◆ Given request: Revise the data below by changing every "photograph" to "picture" and keeping everything else the same. Leave the pictures out of your answer.

-------- Stored rows

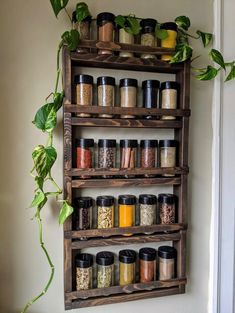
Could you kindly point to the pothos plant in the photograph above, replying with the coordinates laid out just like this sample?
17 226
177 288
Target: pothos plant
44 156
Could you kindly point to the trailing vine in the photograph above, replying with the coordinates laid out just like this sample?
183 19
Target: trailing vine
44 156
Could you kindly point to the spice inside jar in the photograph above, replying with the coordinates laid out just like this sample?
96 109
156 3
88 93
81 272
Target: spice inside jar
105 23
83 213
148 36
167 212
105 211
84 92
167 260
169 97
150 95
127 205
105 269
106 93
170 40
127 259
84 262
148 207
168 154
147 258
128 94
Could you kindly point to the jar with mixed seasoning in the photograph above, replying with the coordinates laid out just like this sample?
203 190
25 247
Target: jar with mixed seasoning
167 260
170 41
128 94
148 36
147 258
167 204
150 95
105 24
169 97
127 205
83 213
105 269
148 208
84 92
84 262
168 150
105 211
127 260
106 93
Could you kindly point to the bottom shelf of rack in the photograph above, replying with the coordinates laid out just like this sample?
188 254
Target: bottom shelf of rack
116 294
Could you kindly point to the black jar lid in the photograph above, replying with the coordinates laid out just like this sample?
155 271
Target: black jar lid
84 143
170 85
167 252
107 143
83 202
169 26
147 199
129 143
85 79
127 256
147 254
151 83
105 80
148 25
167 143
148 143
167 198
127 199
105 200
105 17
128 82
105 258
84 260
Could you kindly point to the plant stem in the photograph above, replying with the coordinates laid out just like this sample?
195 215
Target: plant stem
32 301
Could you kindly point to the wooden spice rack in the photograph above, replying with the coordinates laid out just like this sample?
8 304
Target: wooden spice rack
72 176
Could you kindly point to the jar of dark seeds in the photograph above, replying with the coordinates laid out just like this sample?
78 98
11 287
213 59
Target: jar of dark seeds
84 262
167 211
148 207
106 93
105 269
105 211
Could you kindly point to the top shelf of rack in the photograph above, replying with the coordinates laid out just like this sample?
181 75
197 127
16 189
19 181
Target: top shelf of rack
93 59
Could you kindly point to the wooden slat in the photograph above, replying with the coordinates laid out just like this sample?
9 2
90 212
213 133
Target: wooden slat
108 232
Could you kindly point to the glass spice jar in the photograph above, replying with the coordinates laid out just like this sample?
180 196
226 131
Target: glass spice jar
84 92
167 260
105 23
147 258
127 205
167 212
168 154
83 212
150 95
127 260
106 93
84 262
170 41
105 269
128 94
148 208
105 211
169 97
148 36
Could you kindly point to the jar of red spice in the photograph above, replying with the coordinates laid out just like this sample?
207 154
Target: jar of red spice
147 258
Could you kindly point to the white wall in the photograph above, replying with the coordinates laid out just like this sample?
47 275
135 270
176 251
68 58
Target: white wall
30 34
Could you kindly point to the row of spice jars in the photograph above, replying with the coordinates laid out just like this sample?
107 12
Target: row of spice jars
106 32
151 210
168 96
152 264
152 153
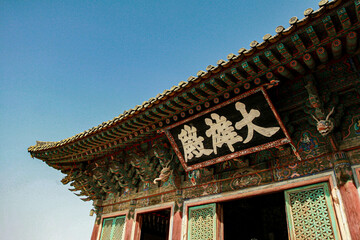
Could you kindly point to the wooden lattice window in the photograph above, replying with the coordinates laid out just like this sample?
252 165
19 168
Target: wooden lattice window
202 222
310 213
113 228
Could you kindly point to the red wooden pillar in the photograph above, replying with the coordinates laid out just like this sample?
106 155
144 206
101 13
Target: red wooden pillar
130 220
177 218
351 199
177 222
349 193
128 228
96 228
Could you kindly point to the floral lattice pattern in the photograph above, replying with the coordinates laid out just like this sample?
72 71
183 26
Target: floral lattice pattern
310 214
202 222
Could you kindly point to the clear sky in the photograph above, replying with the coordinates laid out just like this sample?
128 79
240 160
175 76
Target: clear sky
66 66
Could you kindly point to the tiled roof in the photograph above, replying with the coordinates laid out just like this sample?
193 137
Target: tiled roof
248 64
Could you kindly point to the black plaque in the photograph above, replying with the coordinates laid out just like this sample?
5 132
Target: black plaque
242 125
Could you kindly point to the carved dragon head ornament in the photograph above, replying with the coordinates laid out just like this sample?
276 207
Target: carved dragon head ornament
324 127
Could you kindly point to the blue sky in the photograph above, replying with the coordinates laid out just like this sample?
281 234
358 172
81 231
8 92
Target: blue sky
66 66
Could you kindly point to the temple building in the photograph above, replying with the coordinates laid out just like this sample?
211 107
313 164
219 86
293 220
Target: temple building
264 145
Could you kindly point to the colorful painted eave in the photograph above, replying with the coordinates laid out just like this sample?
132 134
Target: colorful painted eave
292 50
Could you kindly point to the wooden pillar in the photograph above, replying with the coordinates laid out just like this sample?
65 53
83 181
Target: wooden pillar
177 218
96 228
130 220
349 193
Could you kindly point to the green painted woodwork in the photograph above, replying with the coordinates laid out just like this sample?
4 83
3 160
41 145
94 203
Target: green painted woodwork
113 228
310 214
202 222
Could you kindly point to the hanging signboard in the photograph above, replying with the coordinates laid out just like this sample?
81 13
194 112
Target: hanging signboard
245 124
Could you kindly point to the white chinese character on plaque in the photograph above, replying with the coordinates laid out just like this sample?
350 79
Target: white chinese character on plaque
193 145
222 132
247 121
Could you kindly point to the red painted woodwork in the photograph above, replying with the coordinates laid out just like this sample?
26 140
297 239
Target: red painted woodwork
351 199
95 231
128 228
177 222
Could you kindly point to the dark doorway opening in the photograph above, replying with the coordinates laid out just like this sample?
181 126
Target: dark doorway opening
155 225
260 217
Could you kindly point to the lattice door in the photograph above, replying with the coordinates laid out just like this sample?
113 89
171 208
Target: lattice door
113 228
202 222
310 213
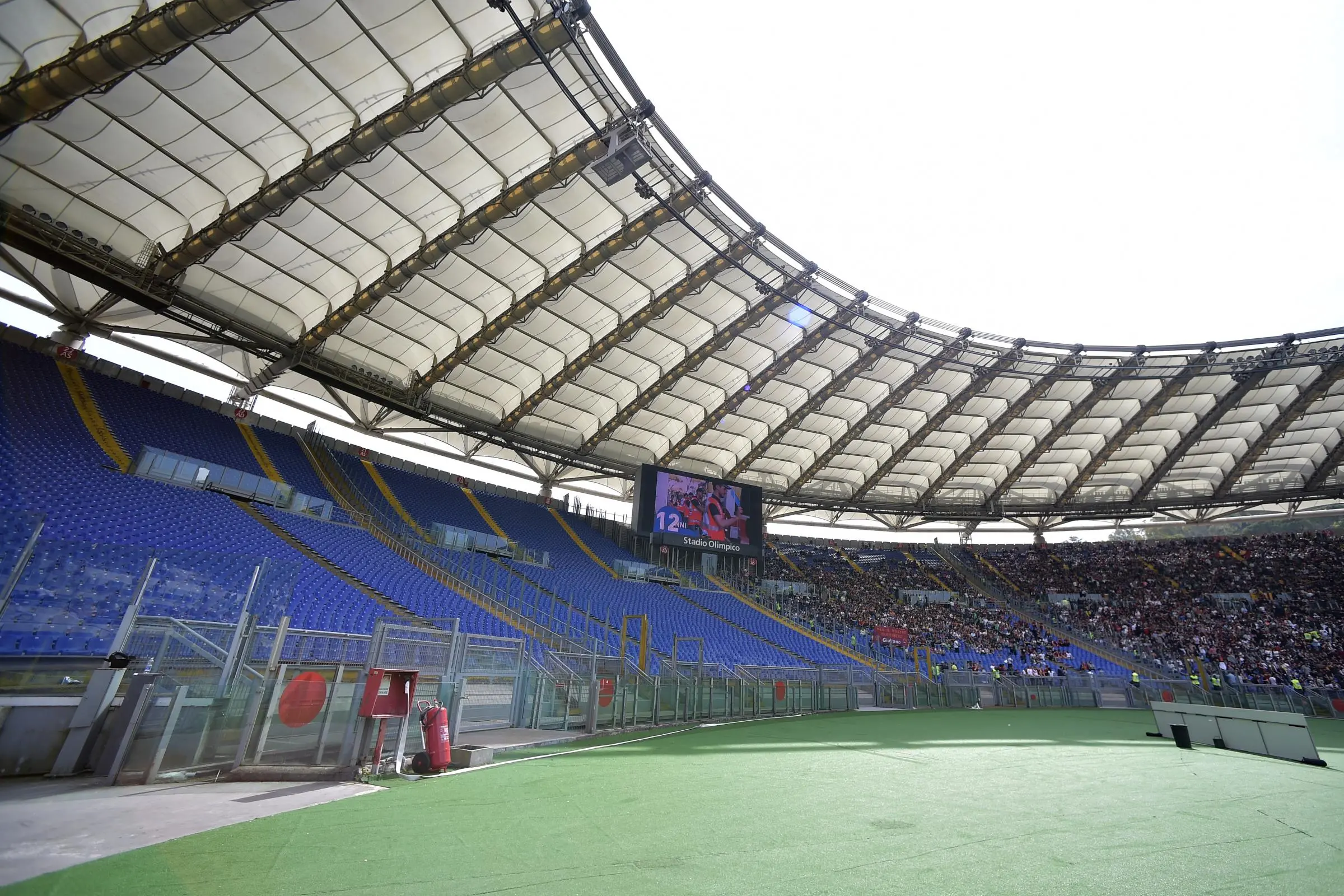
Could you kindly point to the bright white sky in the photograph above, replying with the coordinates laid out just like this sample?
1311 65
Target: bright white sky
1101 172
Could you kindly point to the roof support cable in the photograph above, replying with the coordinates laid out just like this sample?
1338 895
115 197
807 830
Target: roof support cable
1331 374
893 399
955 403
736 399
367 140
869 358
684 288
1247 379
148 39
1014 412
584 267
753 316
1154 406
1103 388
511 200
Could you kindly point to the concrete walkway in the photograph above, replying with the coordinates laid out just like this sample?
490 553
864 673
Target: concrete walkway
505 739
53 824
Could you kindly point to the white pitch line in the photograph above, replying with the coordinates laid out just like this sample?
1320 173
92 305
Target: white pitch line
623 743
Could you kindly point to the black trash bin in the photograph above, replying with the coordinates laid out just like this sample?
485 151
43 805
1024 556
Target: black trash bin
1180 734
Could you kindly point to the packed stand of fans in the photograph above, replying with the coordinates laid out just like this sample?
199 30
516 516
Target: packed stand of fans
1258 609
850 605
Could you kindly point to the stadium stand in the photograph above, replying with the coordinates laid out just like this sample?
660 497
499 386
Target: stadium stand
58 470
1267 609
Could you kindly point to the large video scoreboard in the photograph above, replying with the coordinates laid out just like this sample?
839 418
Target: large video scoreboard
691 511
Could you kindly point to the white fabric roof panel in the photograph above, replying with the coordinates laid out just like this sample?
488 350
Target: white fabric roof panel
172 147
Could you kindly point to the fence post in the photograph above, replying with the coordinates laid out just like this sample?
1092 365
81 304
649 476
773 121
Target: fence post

----------------

◆ Task output:
Could you kindly point to the pothos plant in the picture above, replying with the coordinates laid out just like this sample?
17 226
177 288
Target: pothos plant
44 156
Could you kindly point to the trailing vine in the picture above, replying with the coordinates laid out just like this sample?
183 19
Target: trailing vine
44 156
Could you kindly point to the spice inside jar in the picture above, replying with the coordinates laid out just like this sample?
96 109
156 3
88 93
81 272
Target: spice inside jar
105 23
83 213
148 36
167 212
105 211
84 92
167 260
169 97
150 95
127 205
105 269
106 93
170 40
127 259
84 262
148 207
168 154
147 258
128 94
Could you kindly point to the jar with mixed seasoning in the picture above, replying with the coordinates laid out just like this sample?
203 190
25 247
Target: jar with mixed seasoning
167 260
170 41
128 94
148 36
147 258
167 204
150 95
105 24
169 97
127 205
83 213
105 269
148 208
84 92
84 262
168 150
105 211
127 260
106 93
Could you kindly point to the bottom shelf of rack in the picture above, replying with the coordinates laid out just like this sample?
188 254
Target: bottom shelf of rack
116 294
Could you kindly point to the black jar lid in the picture above, replying with the coordinates laid out just like this sample?
155 271
Target: black jar lid
84 143
170 85
167 252
107 143
83 202
169 26
147 199
129 143
85 79
127 256
147 254
151 83
105 80
148 25
167 143
148 143
167 198
127 199
105 200
105 17
128 82
105 258
84 260
Could you kindly point to the plant stem in the picture above, replying with the coordinates laid out just like this sample?
195 215
Target: plant stem
32 301
Could you kindly point to the wooden spice rack in the picture above, replying with the coordinates laid out just like this sample?
8 304
Target: wooden spice rack
72 176
Could you kindly point to the jar of dark seeds in the picture above, replying with the coordinates laid out just like this sample?
78 98
11 287
213 59
Target: jar of dark seeds
84 262
167 211
148 207
106 93
105 269
105 211
Could you kindly point to the top shelf of rack in the picture above, replying with the coordinates laid out just like this sample?
181 75
197 127
16 189
19 181
Target: top shelf of rack
93 59
Could you kindly point to the wooden slat in the picture above, replying with the coordinates laid out just like this sample?
9 2
90 212
213 133
Target: wooden slat
108 232
Could you kindly point to the glass spice jar in the picture above, replying with the coordinates laid out just like this sample?
180 196
226 131
Target: glass spice jar
84 92
167 260
105 23
147 258
127 205
167 212
168 154
83 212
150 95
127 260
106 93
84 262
170 41
105 269
128 94
148 208
105 211
169 97
148 36
Could you kindly point to the jar of red spice in the picture above, replying with the coordinates laid out just like this sample?
207 154
Target: jar of red spice
147 258
Could you kindly point to the white wall in the picture above, replying with the coordinates laid out just like this sample?
47 275
135 270
176 251
68 58
Target: white wall
30 34
Could you kindly point to the row of spice jars in the picture above, replying with the coordinates laid out just like this sample?
107 12
Target: row of spice jars
106 32
151 210
168 96
152 264
152 153
Could you kindly point to the wooden lattice window in the picture above, replying with the coordinates laid out just like this sample?
252 165
19 168
Target: wooden lattice window
202 222
310 213
113 228
Could you kindly point to the red wooden pillar in the picture above, replying with the coordinates laid out just like this sample?
106 155
144 206
101 13
Target: red wooden pillar
130 220
177 218
351 199
177 222
349 193
128 228
96 228
Could you kindly point to the floral lattice pattern in the picture above, replying with the coordinates laid out just like this sample?
72 71
183 26
Target: floral lattice pattern
310 214
202 222
Could you kindly point to the clear sky in the picture above, replying with the coordinates laid out just like this sample?
128 79
240 160
175 76
Target: clear sky
66 66
Could you kindly point to the tiled roof in the picture above, replying with the coordinates laid out just like this sample?
193 137
Target: tiled roof
248 64
Could you kindly point to the black plaque in the picture above, replying with the coordinates laid out just like this sample?
5 132
Target: black plaque
242 125
Could you kindly point to the carved dragon head ornament in the picture above, replying with the coordinates laid out just like this sample?
276 207
Target: carved dragon head ornament
324 127
Could you kindly point to the blue sky in the picture above, replying with the coordinates laid out just like this sample?
281 234
358 172
81 231
8 92
Target: blue sky
66 66
Could you kindly point to the temple building in the picture above, replying with the coordinates laid out just like this sample?
211 107
313 164
219 86
293 220
Target: temple building
264 145
Could you kindly point to the colorful painted eave in the picture above, replying with the coordinates laid out just like this sample?
132 134
Target: colorful painted eave
292 50
Could you kindly point to the wooden pillar in the picture above, replying with the coordinates laid out just like this sample?
65 53
83 181
Target: wooden pillar
177 218
96 228
130 220
349 193
Could you kindly point to the green painted woodwork in the picture above, replying with the coordinates laid out just like this sample?
4 83
3 160
41 145
94 203
Target: green painted woodwork
113 228
310 214
202 222
Could you kindly point to the hanging signboard in the picture above, replying with the coordinates laid out just like this sample?
81 13
194 112
Target: hanging signboard
245 124
Could you kindly point to the white chinese character on plaque in the picture above, replying with the coordinates laid out just like this sample?
350 79
Target: white chinese character on plaque
193 145
222 132
247 121
Could you kindly point to the red painted woodwork in the picture above, replying with the coordinates laid out just like this sample?
26 140
297 239
Target: red painted woodwork
351 199
95 231
128 228
177 222
Could you kindly point to the dark doorway opening in the picture above, replying with the coordinates laid out just like this sample?
181 126
Target: dark doorway opening
155 225
260 217
Could you kindly point to the lattice door in the picture above, replying with the coordinates laid out just like this sample?
113 89
171 208
Target: lattice door
113 228
202 222
310 213
Could you kindly point to the bright white sky in the picture above, replying with the coordinates laid out just like this sample?
1311 65
Target: bright white sky
1101 172
Could you kindly point to the roof support cable in the picture above, replying with the coordinates laid out just like this sample?
1338 895
115 197
807 830
Target: roof support cable
1331 374
893 399
955 403
736 399
367 140
869 358
684 288
1247 379
148 39
1014 412
584 267
753 316
1154 406
1103 388
511 200
Could you kindly point to the concrete walkway in the picture above, replying with the coordinates laid out just like this sample?
490 553
864 673
Target: concrete walkway
505 739
53 824
Could you kindly point to the white pitch line in the picture above, replying with the coordinates laid out just like this sample?
1320 173
92 305
Target: white pitch line
623 743
Could you kindly point to the black trash bin in the picture above, replying with the coordinates laid out just like this sample?
485 151
43 805
1024 556
Target: black trash bin
1180 734
Could you kindly point to the packed stand of fans in the picture above, replying with the coordinates laid out just like this sample?
199 30
516 516
Target: packed stand of fans
1258 609
850 605
Could you kindly point to the stadium stand in the picture above, replying with the coordinates laid out just like this sample?
660 497
499 386
Target: stadium stand
58 470
1267 609
Could you kindly point to the large video scoreboard in the picture above, replying with the coordinates laid out just like this sample?
839 418
Target: large video scoreboard
691 511
Could you kindly point to the white fabric roof panel in the picture above, replying with the coordinates laid out just like this sample?
488 350
Target: white fabric roof panel
172 147
Could you kindly point to the fence post in the picture above, replying with the coordinates laid out just like this sample?
1092 365
81 304
649 476
773 121
Target: fence post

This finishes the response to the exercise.